Problems and tasks:
(a) Answer these questions about the blog post "The End Of a Life":
(i) On what date was the post published?
(ii) What does the writer see on the patient's medical chart, and how does the patient look there?
(iii) In the final paragraph, what might the patient die before ever having?
(b) From the blog post "The End Of a Life," output the part that opens with the words containing "I am drawn back" and closes with "what he deserves?".

Given passage:
========================

The End Of a Life
Leave a commentJanuary 28, 2015 by The Jailhouse Doc
One of my patients is dying tonight. This is the first time I have cared for a patient from before they were even diagnosed with any major illness, attributing vague symptoms to an intermittent episode that surely isn’t a problem in a big, strong healthy man, to helping discover that something was indeed wrong, to finding out something was actually terribly wrong, to now, when he is not going to make it through the night. I see his picture on the medical chart- young, smiling, healthy. Contrasted with the face I said goodbye to as he was escorted out on his last trip to the hospital last week. A soft, hoarse voice emanating from a skinny, bald, sallow and weak body. A man I didn’t recognize anymore.
I am drawn back to questions I had months ago- is this cosmic justice? That he would die this death having been accused of such heinous crimes against the innocent? Or is this a tragedy of injustice, in which he dies alone, chained to a hospital bed, before ever having his day in court to contest his charges? Is this getting what he deserves?

========================

Information shown:
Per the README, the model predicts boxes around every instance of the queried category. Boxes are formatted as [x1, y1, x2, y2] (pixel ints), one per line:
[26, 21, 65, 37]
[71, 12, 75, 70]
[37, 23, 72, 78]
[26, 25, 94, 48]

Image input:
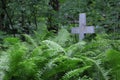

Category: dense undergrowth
[0, 29, 120, 80]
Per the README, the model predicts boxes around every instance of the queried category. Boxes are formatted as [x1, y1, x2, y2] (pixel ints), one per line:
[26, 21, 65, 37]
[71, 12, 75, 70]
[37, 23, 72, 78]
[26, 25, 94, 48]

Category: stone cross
[71, 13, 94, 40]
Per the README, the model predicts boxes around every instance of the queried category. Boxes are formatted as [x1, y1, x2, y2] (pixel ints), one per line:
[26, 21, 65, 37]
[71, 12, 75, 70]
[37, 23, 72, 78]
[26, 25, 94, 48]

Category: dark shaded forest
[0, 0, 120, 80]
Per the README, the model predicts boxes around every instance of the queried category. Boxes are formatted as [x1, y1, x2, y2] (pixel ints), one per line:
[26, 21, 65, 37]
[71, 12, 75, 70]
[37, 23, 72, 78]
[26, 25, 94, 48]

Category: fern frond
[24, 34, 38, 47]
[61, 66, 91, 80]
[66, 41, 86, 56]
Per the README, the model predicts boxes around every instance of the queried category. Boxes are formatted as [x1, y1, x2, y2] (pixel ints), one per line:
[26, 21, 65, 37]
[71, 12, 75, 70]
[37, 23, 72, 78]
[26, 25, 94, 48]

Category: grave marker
[71, 13, 94, 40]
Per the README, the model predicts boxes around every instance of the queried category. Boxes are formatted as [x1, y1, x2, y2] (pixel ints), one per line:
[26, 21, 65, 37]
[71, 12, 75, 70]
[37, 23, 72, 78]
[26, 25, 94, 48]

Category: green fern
[61, 66, 91, 80]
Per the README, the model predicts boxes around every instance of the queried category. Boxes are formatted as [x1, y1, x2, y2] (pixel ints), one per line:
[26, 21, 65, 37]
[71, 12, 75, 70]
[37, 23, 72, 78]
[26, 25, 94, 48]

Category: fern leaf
[62, 66, 91, 80]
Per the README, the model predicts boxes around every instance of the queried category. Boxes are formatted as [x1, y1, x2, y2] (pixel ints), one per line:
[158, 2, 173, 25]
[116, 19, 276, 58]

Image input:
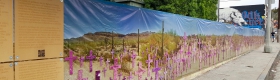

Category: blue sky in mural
[64, 0, 202, 38]
[64, 0, 262, 39]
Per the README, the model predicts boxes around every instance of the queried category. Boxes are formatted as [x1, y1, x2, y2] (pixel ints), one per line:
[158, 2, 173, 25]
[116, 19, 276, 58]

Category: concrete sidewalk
[194, 42, 280, 80]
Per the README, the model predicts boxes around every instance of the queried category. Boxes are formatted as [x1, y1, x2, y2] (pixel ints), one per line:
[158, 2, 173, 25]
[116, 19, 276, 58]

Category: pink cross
[153, 60, 160, 80]
[106, 58, 110, 68]
[127, 72, 133, 80]
[130, 51, 137, 67]
[118, 72, 122, 80]
[110, 58, 121, 80]
[163, 68, 167, 79]
[80, 56, 85, 67]
[65, 50, 77, 75]
[102, 68, 107, 77]
[136, 62, 145, 80]
[111, 49, 115, 59]
[99, 56, 103, 66]
[86, 50, 95, 72]
[120, 53, 123, 63]
[77, 70, 88, 80]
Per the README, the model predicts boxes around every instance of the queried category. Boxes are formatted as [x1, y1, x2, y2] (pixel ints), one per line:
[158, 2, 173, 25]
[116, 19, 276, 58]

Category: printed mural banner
[231, 4, 265, 29]
[64, 0, 264, 80]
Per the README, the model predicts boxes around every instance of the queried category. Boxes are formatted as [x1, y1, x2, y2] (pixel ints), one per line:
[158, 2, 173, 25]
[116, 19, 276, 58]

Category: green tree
[144, 0, 218, 20]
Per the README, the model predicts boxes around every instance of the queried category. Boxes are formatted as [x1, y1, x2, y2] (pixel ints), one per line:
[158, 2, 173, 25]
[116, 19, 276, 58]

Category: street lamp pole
[264, 0, 272, 53]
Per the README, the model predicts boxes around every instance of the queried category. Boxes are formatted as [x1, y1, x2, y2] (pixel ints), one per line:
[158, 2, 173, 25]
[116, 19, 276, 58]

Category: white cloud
[220, 0, 279, 8]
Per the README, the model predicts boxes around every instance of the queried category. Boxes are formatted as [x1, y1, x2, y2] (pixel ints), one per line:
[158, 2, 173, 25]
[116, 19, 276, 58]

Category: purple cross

========================

Answers to the exercise:
(a)
(i) January 28, 2015.
(ii) The patient's picture, in which he looks young, smiling and healthy.
(iii) His day in court to contest his charges.

(b)
I am drawn back to questions I had months ago- is this cosmic justice? That he would die this death having been accused of such heinous crimes against the innocent? Or is this a tragedy of injustice, in which he dies alone, chained to a hospital bed, before ever having his day in court to contest his charges? Is this getting what he deserves?